■ **Texto fornecido**
--------------------------------

Hamilton Octavio de Souza: O Jornal do Bairro?
Não. Ele foi uma iniciação para eu aprender a escrever, não era jornal de esquerda. Mas era muito legal, porque era um jornal muito engraçado. Ele era a capa, com artigos de política, e a contracapa, com artigos de cultura, e o resto eram anúncios. E todos os artigos eram escritos em 40 linhas. Em 40 linhas você aprende a pegar o fundamental, você não precisa entender do assunto, você junta umas ideias, faz um texto razoável, agradável, põe uma abertura chamativa, um final retumbante e ponto. Quarenta linhas é o meu forte, digamos assim.
Hamilton Octavio de Souza: Você colaborou com aqueles jornais feministas da época?
No Mulherio. Recebi a notícia que esse jornal ia começar e eu era levemente atraída pela
esquerda. Eu não tinha formação política: no começo, nas reuniões de pauta tinha que disfarçar a minha ignorância. Como eu era disponível, eles precisavam de gente que pudesse ganhar pouco e de gente que eles pudessem fazer a cabeça. Porque eles não podiam tentar, aí na época era o Movimento era do PCdoB mesmo, eu nem sabia o que era PCdoB. Eu sabia que era um jornal de oposição à ditadura e isso me interessou. Em um ano eu era editora de cultura, mas você tem que ir na raça. Não tem quem faça, você faz. Então, foi muito legal.
Camila Martins: E lá você foi também desenvolvendo essa formação?
É, e nunca não mais parou, porque isso é uma coisa que não para, não vou dizer que seja uma formação, é uma trajetória. Talvez eu tenha descoberto uma coisa que tinha mais a ver comigo e eu estava fora disso. Engraçado que depois de mim, os meus irmãos, a minha família é razoavelmente de esquerda.. Meu pai não era, mas ele morreu dizendo: “Na próxima eleição,eu vou votar no Lula”. Ele morreu em 2000. Uma família um pouco inconvencional, sempre foi um pouco gauche. Então o esquerdismo caiu bem, para todo mundo quando a gente começou a se abrir, para todo mundo fez sentido. Então, eu fiquei uns sete anos só como jornalista.

--------------------------------

■ **Trechos de dados**
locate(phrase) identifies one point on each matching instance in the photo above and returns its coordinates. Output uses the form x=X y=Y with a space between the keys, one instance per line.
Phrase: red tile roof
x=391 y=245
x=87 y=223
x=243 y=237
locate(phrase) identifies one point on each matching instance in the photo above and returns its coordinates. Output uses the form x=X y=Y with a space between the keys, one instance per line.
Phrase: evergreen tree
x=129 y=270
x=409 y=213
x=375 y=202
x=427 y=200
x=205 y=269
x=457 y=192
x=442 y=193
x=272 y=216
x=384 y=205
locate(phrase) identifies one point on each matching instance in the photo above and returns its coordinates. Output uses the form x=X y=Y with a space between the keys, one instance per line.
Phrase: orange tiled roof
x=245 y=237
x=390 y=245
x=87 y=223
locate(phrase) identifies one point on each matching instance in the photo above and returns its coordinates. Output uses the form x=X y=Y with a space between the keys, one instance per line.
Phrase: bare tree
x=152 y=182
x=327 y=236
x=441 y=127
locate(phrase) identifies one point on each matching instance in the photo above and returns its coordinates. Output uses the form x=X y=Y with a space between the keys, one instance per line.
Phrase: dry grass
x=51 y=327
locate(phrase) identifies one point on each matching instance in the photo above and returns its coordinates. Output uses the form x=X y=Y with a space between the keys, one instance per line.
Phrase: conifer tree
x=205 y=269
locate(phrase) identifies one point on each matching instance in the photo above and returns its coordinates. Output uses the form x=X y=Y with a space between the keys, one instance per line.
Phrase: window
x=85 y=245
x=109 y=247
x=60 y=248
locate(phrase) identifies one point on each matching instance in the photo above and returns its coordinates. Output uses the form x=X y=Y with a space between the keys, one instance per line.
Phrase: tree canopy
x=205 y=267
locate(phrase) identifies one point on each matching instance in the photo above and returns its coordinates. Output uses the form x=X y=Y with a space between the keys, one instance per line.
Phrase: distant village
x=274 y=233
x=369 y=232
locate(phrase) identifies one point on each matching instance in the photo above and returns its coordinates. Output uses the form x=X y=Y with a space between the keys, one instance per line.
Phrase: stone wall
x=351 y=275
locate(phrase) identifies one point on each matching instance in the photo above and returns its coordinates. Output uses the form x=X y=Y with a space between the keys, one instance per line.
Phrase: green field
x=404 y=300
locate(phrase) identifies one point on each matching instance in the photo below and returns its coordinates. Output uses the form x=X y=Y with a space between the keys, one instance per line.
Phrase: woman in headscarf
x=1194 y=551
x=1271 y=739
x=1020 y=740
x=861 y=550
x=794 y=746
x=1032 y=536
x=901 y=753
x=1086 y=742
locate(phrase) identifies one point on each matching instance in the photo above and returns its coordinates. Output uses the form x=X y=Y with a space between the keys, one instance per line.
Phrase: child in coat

--------------------------------

■ **Tarefas do exercício**
**a.** Segundo a entrevista, quais eram as partes do Jornal do Bairro e o que cada uma trazia?
**b.** Diga se cada afirmação concorda com a entrevista, citando as palavras que decidem:
(i) O Jornal do Bairro era um jornal de esquerda.
(ii) No Mulherio, em um ano a entrevistada já era editora de cultura.
(iii) O pai da entrevistada morreu em 2000.
**c.** Transcreva da entrevista, sem alterações, o trecho que vai de "Camila Martins: E" até "só como jornalista.".

■ **Lista de respostas**
**a.**
- A capa, com artigos de política
- A contracapa, com artigos de cultura
- O resto, que eram anúncios

**b.**
(i) Não: "não era jornal de esquerda".
(ii) Sim: "Em um ano eu era editora de cultura".
(iii) Sim: "Ele morreu em 2000."

**c.**
Camila Martins: E lá você foi também desenvolvendo essa formação?
É, e nunca não mais parou, porque isso é uma coisa que não para, não vou dizer que seja uma formação, é uma trajetória. Talvez eu tenha descoberto uma coisa que tinha mais a ver comigo e eu estava fora disso. Engraçado que depois de mim, os meus irmãos, a minha família é razoavelmente de esquerda.. Meu pai não era, mas ele morreu dizendo: “Na próxima eleição,eu vou votar no Lula”. Ele morreu em 2000. Uma família um pouco inconvencional, sempre foi um pouco gauche. Então o esquerdismo caiu bem, para todo mundo quando a gente começou a se abrir, para todo mundo fez sentido. Então, eu fiquei uns sete anos só como jornalista.